Written problem – Resume the forum post below about timing Mamba and Mamba2 on an H100, carrying it on from its last line.

I still find this issue even with cuda graphs compile.

I applied ".contiguous()" patch to fix stride issues. Also used annotation for compile with CUDA graphs.

My test is on a H100 with:

import torch
import timeit
from mamba_ssm import Mamba, Mamba2

batch, length, dim = 2, 64, 64
x = torch.randn(batch, length, dim).to("cuda")

def try_mamba1(batch, length, dim, x):
    model = Mamba(
        # This module uses roughly 3 * expand * d_model^2 parameters
        d_model=dim, # Model dimension d_model
        d_state=16,  # SSM state expansion factor
        d_conv=4,    # Local convolution width
        expand=2,    # Block expansion factor
    ).to("cuda")
    y = model(x)
    assert y.shape == x.shape

def try_mamba2(batch, length, dim, x):
    model = Mamba2(
        # This module uses roughly 3 * expand * d_model^2 parameters
        d_model=dim, # Model dimension d_model
        d_state=64,  # SSM state expansion factor, typically 64 or 128
        d_conv=4,    # Local convolution width
        expand=2,    # Block expansion factor
    ).to("cuda")
    y = model(x)
    assert y.shape == x.shape

mamba1_time = timeit.timeit('try_mamba1(batch, length, dim, x)', number=10, globals=globals())
print(f"Mamba 1 took {mamba1_time} seconds")

mamba2_time = timeit.timeit('try_mamba2(batch, length, dim, x)', number=10, globals=globals())
print(f"Mamba 2 took {mamba2_time} seconds")

Package versions:

torch 2.3.0 causal-conv1d 1.2.2.post1 mamba-ssm 2.0.3 nvidia-cuda-runtime-cu12 12.1.105

LOG:

Traceback (most recent call last):
  File "/home/albertini/mamba/test2.py", line 33, in <module>
    mamba2_time = timeit.timeit('try_mamba2(batch, length, dim, x)', number=10, globals=globals())

Given information –
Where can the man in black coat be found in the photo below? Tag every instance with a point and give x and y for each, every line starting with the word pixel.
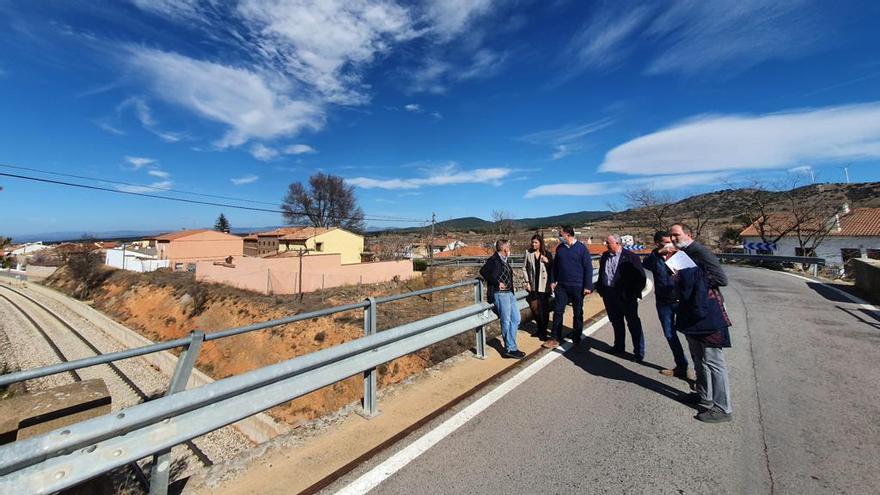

Written reply –
                  ^^^^^^^^^^^^^^^^^^^^^^^^^^^^^^^^^^^^^^^^^^^^^^^^^^^^^^^^^^^^^^^^^^^^^^^^^^^^^^^^
  File "/usr/local/lib/python3.11/timeit.py", line 237, in timeit
    return Timer(stmt, setup, timer, globals).timeit(number)
           ^^^^^^^^^^^^^^^^^^^^^^^^^^^^^^^^^^^^^^^^^^^^^^^^^
  File "/usr/local/lib/python3.11/timeit.py", line 180, in timeit
    timing = self.inner(it, self.timer)
             ^^^^^^^^^^^^^^^^^^^^^^^^^^
  File "<timeit-src>", line 6, in inner
  File "/home/albertini/mamba/test2.py", line 27, in try_mamba2
    y = model(x)
        ^^^^^^^^
  File "/home/albertini/mamba/venv/lib/python3.11/site-packages/torch/nn/modules/module.py", line 1532, in _wrapped_call_impl
    return self._call_impl(*args, **kwargs)
           ^^^^^^^^^^^^^^^^^^^^^^^^^^^^^^^^
  File "/home/albertini/mamba/venv/lib/python3.11/site-packages/torch/nn/modules/module.py", line 1541, in _call_impl
    return forward_call(*args, **kwargs)
           ^^^^^^^^^^^^^^^^^^^^^^^^^^^^^
  File "/home/albertini/mamba/mamba_ssm/modules/mamba2.py", line 176, in forward
    out = mamba_split_conv1d_scan_combined(
          ^^^^^^^^^^^^^^^^^^^^^^^^^^^^^^^^^
  File "/home/albertini/mamba/venv/lib/python3.11/site-packages/torch/_dynamo/eval_frame.py", line 451, in _fn
    return fn(*args, **kwargs)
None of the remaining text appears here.